**Challenge**:
Render the lines of the items from the one containing "the carved rosette" up to and including the one containing "Target: carved rosette ornament" as a Markdown table with the columns No. and Text. Number each line and omit blank lines.
-- Begin --
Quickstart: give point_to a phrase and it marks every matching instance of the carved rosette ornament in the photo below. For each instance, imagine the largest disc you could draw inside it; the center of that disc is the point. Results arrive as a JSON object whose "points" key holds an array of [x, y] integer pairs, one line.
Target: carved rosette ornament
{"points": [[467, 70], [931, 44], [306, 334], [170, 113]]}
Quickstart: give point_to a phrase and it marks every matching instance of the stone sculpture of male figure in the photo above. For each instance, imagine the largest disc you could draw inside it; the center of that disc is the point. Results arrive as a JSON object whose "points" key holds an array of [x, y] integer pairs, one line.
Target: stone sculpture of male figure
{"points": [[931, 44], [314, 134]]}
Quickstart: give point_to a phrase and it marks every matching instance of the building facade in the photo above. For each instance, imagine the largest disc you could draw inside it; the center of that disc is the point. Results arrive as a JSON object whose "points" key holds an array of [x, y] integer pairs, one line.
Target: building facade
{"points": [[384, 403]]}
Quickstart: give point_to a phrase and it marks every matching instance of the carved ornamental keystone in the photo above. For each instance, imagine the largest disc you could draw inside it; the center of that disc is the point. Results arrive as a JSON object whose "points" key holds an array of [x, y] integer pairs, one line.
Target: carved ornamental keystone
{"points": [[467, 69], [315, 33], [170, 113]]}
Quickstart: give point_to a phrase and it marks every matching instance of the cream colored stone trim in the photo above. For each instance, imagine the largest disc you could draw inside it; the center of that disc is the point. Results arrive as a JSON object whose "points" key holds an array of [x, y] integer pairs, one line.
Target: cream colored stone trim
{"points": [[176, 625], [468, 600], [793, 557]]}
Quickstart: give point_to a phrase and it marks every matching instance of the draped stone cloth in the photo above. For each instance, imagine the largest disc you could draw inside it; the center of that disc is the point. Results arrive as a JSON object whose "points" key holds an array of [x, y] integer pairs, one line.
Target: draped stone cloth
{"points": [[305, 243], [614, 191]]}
-- End --
-- Begin --
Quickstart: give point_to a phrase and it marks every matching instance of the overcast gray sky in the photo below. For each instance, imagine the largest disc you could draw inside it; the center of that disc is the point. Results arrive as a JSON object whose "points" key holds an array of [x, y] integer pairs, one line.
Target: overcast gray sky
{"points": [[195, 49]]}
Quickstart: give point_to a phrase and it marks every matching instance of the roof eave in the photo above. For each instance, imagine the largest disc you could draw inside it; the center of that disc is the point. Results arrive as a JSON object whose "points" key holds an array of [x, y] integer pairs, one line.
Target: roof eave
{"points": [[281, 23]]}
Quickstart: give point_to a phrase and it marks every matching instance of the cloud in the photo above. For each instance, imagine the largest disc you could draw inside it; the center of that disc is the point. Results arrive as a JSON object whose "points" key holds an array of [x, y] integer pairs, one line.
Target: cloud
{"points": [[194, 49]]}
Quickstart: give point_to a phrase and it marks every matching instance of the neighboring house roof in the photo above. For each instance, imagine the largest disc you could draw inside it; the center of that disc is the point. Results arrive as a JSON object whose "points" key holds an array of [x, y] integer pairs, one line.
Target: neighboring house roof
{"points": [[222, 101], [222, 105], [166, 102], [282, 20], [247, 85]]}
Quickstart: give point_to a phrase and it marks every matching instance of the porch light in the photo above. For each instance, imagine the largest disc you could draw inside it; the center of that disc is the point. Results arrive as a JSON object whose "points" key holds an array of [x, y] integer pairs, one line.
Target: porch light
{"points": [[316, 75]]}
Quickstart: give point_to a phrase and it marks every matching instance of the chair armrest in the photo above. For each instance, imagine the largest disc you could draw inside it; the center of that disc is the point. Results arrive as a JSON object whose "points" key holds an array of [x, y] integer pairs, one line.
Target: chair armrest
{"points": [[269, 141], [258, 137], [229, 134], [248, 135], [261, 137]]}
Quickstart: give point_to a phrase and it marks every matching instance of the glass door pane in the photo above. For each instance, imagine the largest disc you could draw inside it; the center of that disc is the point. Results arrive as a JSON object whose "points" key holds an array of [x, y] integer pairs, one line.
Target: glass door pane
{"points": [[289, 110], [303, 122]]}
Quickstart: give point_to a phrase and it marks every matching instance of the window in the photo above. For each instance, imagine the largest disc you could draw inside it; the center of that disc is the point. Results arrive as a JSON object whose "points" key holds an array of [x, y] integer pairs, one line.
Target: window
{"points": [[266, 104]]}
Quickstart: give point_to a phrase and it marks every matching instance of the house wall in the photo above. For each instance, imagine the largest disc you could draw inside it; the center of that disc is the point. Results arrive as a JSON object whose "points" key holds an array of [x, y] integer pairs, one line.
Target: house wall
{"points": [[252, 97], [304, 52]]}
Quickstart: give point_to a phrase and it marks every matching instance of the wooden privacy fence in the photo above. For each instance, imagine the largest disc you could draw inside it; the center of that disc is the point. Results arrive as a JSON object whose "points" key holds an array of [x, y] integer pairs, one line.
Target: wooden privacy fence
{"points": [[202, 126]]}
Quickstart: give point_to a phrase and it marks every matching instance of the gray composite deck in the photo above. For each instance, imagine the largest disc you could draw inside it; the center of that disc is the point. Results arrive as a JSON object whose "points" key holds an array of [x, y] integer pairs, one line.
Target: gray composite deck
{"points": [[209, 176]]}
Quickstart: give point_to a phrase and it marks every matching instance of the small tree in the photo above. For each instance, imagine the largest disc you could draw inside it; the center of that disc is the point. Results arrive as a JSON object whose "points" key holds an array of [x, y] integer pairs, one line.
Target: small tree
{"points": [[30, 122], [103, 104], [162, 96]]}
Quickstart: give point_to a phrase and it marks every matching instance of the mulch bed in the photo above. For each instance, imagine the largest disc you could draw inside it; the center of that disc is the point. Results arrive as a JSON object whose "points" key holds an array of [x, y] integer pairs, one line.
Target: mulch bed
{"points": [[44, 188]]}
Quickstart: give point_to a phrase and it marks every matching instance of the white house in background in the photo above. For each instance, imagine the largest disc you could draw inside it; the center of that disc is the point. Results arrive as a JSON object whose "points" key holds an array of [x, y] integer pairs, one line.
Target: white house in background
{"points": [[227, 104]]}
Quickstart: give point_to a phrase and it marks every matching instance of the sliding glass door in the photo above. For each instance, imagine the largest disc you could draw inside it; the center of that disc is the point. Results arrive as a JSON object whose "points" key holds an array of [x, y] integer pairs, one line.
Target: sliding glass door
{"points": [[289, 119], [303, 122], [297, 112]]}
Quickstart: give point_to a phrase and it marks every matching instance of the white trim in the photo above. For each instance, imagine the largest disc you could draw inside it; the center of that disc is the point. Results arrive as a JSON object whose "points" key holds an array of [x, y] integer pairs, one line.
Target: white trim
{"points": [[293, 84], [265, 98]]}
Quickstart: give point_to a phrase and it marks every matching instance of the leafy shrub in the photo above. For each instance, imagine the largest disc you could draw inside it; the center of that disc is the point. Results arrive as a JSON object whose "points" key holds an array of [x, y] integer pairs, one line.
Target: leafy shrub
-- End --
**Correct result**:
| No. | Text |
|---|---|
| 1 | Quickstart: give point_to a phrase and it marks every matching instance of the carved rosette ornament in the photo below. For each instance, imagine the largest disc you could draw inside it; the center of that disc is the point. Results arrive as a JSON object whose "points" key holds an array of [x, y] integer pairs, one line. |
| 2 | Target: carved rosette ornament |